── Extrait ──

Longtemps, pour mesurer sa taille, les physiciens ont bombardé de lumière des nuages d’atomes d’hydrogène : le mouvement des électrons leur donnait une mesure indirecte : 0,88 millionième de milliardième de mètre.
Sauf qu’en 2010, une autre méthode expérimentale, censée être plus précise (l’électron de l’hydrogène est remplacé par un cousin, plus lourd) a donné un autre nombre : 0,84. Et c’est cette dernière valeur que viennent de confirmer, par le calcul, une équipe de théoriciens de l’université de Mayence, en Allemagne.
Parce que l’on n’avait pas réussi, jusqu’ici à calculer ce rayon ?
Très difficile. En fait, le proton n’est pas une particule élémentaire : il est constitué de trois quarks, attachés ensemble par une force appelée interaction forte, laquelle est portée par des gluons, le tout baignant dans une mer de particules, qui se forment et s’annihilent en permanence.
Les physiciens connaissent bien les caractéristiques individuelles de ces particules élémentaires. Et il existe depuis les années 70 une magnifique théorie pour décrire leurs interactions : la "chromodynamique quantique". Mais les calculs sont très difficiles à effectuer. Grâce à de nouvelles méthodes et à un superordinateur, les théoriciens de Mayence ont réussi à s’en sortir. Et la valeur théorique du rayon du proton correspond, finalement, à celle mesurée en 2010 : 0,84.
Et pourquoi les physiciens sont déçus ?
Car tous le savent : le modèle standard de la physique des particules, développée pendant la deuxième moitié du XXe siècle, est incomplet, ou défaillant. Et ils espéraient que l’énigme du proton, l’écart entre les deux mesures, les guide vers une nouvelle physique.
Par exemple, vers l'existence d'une interaction, jusqu'ici inconnue, qui fausserait les expériences. Mais non, il n’y a plus d’énigme. C’est un vrai progrès : la masse du proton est un étalon, pour sonder le cosmos ou interpréter les expériences faites dans les accélérateurs. Mais oui, c’est aussi une vraie déception.

───
── Documents de référence ──

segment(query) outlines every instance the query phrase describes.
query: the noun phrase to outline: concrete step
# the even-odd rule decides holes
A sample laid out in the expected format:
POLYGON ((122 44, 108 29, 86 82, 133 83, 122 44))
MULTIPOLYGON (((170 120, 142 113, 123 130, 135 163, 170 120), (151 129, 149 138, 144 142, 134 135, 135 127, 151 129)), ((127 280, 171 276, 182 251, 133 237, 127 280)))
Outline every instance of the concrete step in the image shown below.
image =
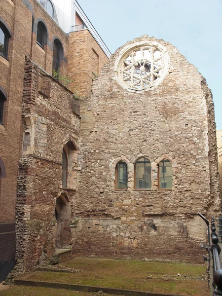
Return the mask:
POLYGON ((59 263, 70 260, 72 258, 72 249, 56 249, 56 254, 59 257, 59 263))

───

▶ _Travail à faire_:
(a) Selon l'extrait, quelle université a confirmé par le calcul la valeur mesurée en 2010 ?
(b) Renvoyez telles quelles toutes les lignes des données, en omettant l'image, s'il vous plaît.
L'extrait et les données proviennent de sources distinctes.

▶ _Liste des solutions_:
(a) L'université de Mayence, en Allemagne.

(b)
segment(query) outlines every instance the query phrase describes.
query: the noun phrase to outline: concrete step
# the even-odd rule decides holes
A sample laid out in the expected format:
POLYGON ((122 44, 108 29, 86 82, 133 83, 122 44))
MULTIPOLYGON (((170 120, 142 113, 123 130, 135 163, 170 120), (151 129, 149 138, 144 142, 134 135, 135 127, 151 129)), ((127 280, 171 276, 182 251, 133 237, 127 280)))
Outline every instance of the concrete step in the image shown below.
image =
Return the mask:
POLYGON ((59 263, 70 260, 72 258, 72 249, 56 249, 56 254, 59 257, 59 263))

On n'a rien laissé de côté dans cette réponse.